Kafer: 2020 election conspiracy theories are dangerous
The fiery blast Christmas morning that rocked Nashville was not the act of a troubled loner with a bomb, but rather the work of a clandestine group with a missile. The target was a nearby building where an audit of Dominion voting machines was being completed. The blaze of fire obliterated evidence of manipulated vote totals. Kaboom!
If the stolen election conspiracy theory lacked a certain Hollywood action movie luster, it has it now — at least according to a tweet by Trump ally Patrick Byrne. Byrne, the former CEO of a successful company and graduate of elite schools, is a smart guy. So why have he and other intelligent people I know fallen for the Trump-actually-beat-Biden-but-for-a-vast-coordinated-voter-fraud-plot conspiracy theory?
Turns out a lot of people fall prey to this kind of wishful thinking. According to researchers at the University of Chicago, half of Americans believe in at least one debunked theory like the government orchestrated 9/11, a cabal of Wall Street bankers caused the Great Recession, or billionaire George Soros is plotting to take over the country. A quarter of Americans believe powerful individuals were behind the COVID-19 outbreak, a poll by the Pew Research Center found. And, nearly half of Americans polled continued to cling to the notion that Donald Trump colluded with Russia in the 2016 election after the Mueller report failed to find a smoking gun.
Conspiracy theories are enticing because they fulfill a need for certainty, security, and positive self-image observes David Ludden, professor of psychology at Georgia Gwinnett College. Uncertainty is unpleasant. People yearn for an explanation that is proportional to the event and answers all the questions. A deep plot to assassinate President Kennedy is thus a more satisfying explanation than
a deranged nobody got off a lucky shot. It fits better.

**Requirement 1**
List the needs that, according to David Ludden, conspiracy theories fulfill, as given in the column on 2020 election conspiracy theories.
**Requirement 2**
Condense the paragraph starting "Turns out a lot of people" in the column on 2020 election conspiracy theories into a bulleted list that keeps its main facts.
**Requirement 3**
Resume the column on 2020 election conspiracy theories, starting after its final sentence.

**Entries provided**

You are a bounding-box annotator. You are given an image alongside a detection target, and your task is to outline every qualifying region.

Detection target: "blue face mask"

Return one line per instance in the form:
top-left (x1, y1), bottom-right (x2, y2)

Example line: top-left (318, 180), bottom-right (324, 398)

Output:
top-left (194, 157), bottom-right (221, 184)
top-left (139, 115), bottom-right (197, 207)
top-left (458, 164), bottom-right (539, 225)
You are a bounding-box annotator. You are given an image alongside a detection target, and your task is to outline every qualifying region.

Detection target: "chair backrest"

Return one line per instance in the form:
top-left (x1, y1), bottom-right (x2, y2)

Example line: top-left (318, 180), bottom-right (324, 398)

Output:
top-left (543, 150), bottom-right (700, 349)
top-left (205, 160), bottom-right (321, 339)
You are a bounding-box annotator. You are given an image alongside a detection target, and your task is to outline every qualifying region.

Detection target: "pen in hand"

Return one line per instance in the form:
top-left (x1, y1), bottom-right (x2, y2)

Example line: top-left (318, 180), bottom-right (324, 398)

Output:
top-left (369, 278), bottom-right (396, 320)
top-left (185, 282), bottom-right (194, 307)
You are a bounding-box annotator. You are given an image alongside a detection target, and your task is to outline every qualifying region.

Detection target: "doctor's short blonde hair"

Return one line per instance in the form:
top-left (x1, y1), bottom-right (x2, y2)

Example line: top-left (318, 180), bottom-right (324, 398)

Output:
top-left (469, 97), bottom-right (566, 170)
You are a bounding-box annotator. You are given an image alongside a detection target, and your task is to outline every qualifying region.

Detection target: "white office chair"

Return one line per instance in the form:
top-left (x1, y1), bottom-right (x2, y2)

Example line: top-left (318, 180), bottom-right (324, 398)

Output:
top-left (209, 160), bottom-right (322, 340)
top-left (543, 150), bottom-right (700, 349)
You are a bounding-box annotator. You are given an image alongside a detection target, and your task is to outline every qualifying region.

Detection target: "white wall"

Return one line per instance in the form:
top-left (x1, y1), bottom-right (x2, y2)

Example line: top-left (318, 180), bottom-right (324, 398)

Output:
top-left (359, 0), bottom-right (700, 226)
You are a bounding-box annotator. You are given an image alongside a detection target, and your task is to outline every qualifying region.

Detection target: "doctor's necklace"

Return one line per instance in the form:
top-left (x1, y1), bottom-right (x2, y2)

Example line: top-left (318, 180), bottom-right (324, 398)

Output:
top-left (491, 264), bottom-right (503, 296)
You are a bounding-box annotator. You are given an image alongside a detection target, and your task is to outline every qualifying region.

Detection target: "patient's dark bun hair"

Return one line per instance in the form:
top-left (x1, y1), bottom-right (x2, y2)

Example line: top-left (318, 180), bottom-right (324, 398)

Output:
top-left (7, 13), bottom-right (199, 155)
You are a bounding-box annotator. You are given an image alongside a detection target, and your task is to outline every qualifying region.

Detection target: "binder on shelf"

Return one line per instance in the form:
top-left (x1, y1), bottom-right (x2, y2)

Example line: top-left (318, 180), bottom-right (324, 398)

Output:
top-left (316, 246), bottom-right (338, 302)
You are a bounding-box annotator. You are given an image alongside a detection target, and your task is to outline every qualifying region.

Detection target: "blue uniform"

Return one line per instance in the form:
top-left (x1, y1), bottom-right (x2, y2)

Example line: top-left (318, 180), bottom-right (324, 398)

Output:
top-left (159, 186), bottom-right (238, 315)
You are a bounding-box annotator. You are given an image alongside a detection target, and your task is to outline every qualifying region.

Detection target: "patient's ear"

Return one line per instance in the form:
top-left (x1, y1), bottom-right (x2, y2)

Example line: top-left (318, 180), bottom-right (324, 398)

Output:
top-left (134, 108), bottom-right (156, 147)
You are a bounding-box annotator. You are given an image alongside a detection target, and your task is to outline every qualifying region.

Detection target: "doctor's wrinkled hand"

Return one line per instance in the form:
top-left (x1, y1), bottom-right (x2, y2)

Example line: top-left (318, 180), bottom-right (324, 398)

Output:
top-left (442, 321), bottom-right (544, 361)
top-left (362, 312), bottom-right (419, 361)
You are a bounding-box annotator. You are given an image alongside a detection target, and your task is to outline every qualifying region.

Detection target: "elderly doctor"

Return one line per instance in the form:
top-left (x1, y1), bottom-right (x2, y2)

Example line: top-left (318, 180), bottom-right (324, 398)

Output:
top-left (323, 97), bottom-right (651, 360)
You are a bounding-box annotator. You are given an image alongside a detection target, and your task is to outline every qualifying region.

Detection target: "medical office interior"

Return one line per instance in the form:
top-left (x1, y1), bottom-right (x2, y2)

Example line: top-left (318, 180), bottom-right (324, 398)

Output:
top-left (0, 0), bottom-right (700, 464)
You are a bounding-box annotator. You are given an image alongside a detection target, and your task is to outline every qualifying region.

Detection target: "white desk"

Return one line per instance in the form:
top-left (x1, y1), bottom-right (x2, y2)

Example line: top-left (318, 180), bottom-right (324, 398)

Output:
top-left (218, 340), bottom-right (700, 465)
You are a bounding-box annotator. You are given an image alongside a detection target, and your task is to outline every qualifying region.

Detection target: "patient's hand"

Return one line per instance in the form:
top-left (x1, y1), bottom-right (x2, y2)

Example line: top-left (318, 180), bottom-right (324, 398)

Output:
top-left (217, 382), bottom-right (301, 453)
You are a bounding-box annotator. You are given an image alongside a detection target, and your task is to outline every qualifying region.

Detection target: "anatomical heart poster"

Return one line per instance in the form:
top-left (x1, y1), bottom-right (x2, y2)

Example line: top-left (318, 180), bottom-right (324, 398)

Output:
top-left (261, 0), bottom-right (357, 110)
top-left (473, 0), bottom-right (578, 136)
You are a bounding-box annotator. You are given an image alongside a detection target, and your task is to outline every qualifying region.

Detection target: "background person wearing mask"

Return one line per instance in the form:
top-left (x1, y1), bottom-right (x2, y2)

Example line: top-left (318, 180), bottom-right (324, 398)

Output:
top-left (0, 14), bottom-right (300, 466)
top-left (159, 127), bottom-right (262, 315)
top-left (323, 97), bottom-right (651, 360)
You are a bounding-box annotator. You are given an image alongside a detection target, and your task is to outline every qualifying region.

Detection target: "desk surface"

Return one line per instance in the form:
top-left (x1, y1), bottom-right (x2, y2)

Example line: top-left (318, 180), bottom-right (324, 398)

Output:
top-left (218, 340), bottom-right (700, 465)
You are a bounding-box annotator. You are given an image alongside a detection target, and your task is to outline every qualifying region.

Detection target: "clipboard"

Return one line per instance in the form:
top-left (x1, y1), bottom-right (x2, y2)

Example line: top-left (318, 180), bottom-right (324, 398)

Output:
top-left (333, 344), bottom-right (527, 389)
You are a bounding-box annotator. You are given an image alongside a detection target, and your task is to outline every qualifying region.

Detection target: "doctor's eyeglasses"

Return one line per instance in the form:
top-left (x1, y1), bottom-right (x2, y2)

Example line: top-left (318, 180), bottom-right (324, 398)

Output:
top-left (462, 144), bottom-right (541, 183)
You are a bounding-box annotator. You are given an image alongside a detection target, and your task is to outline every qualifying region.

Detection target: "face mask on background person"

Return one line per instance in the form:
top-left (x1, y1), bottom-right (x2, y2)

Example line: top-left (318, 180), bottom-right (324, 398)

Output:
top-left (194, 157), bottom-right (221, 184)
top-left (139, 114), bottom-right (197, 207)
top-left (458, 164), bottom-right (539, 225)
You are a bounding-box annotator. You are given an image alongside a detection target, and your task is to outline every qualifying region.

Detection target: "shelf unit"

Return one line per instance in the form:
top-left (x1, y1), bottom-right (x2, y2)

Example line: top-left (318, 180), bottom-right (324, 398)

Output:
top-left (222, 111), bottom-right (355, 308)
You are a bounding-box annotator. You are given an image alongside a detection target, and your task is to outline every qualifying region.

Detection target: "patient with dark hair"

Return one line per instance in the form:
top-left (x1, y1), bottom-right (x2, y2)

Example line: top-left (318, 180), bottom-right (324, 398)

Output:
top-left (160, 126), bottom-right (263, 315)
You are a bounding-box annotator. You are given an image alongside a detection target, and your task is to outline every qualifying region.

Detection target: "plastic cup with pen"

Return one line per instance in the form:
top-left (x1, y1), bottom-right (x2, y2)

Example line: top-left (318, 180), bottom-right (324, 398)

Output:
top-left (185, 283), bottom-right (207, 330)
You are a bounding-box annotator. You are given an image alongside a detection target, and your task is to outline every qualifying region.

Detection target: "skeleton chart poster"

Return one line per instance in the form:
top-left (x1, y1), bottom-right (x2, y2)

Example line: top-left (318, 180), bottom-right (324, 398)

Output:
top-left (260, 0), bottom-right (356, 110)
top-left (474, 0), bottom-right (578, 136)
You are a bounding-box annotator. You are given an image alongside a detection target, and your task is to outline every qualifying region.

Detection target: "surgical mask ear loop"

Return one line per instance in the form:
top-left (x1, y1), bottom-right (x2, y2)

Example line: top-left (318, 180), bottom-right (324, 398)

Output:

**Task result 1**
- Certainty
- Security
- Positive self-image

**Task result 2**
- Many people fall prey to this kind of wishful thinking.
- University of Chicago researchers found that half of Americans believe at least one debunked theory. Examples are that the government orchestrated 9/11, that a cabal of Wall Street bankers caused the Great Recession, and that George Soros is plotting to take over the country.
- A Pew Research Center poll found that a quarter of Americans believe powerful individuals were behind the COVID-19 outbreak.
- Nearly half of Americans polled still believed Donald Trump colluded with Russia in the 2016 election, even after the Mueller report failed to find a smoking gun.

**Task result 3**
Humans also crave predictability and control. A world where a lethal virus randomly jumps from an animal to a person is far scarier than a world where scientists create pathogens for nefarious purposes. A world where an outlandish television personality beats an experienced political insider becomes more rational if Russian influence is behind it all. Likewise, it is more comfortable for some to believe that massive voter fraud caused Trump to lose to “a guy who never left his basement” to quote a friend, an Ivy League grad no less, who believes Biden stole the election. A conspiracy theory is a safe harbor from the chaos of the real world.
Once embraced, a conspiracy theory has a virus-like effect on the brain coopting its mental circuitry to find evidence and dispel counterevidence. People who pride themselves skeptics of mainstream knowledge are particularly good at asking questions no official answer will satisfy.
As Christopher French, a professor of psychology at Goldsmiths, University of London notes, “The real-world events that often become the subject of conspiracy theories tend to be intrinsically complex and unclear. Early reports may contain errors, contradictions and ambiguities, and those wishing to find evidence of a cover-up will focus on such inconsistencies to bolster their claims.”
The 2020 election with its disorderly shift to absentee ballots due to COVID-19 fears, provided abundant material for a conspiracy theory. Add to that petri dish proof of real incidents of voter fraud, epic partisan distrust, social media censorship efforts, and Trump’s goading, and you’ve got a viral conspiracy theory for which some people have no resistance.
Unfortunately, the stolen election isn’t just another fringe theory to file alongside Area 51 and the faked moon landing, a victimless crime against reality that we can joke about someday. It’s destructive. Just ask fellow Coloradan Eric Coomer. The director of product strategy and security for Denver-based Dominion Voting Systems had to go into hiding because of accusations he colluded
with leftists to throw the election. Coomer is getting death threats like the parents of young victims of the Sandy Hook Elementary School shooting who were targeted by a conspiracy theory peddler. Like them, he is fighting back in court. May he prevail.
As for the impact of this viral conspiracy theory on the body politic, one can only guess. If the Nashville Christmas missile idea is any indication, feverous speculation will continue to spike.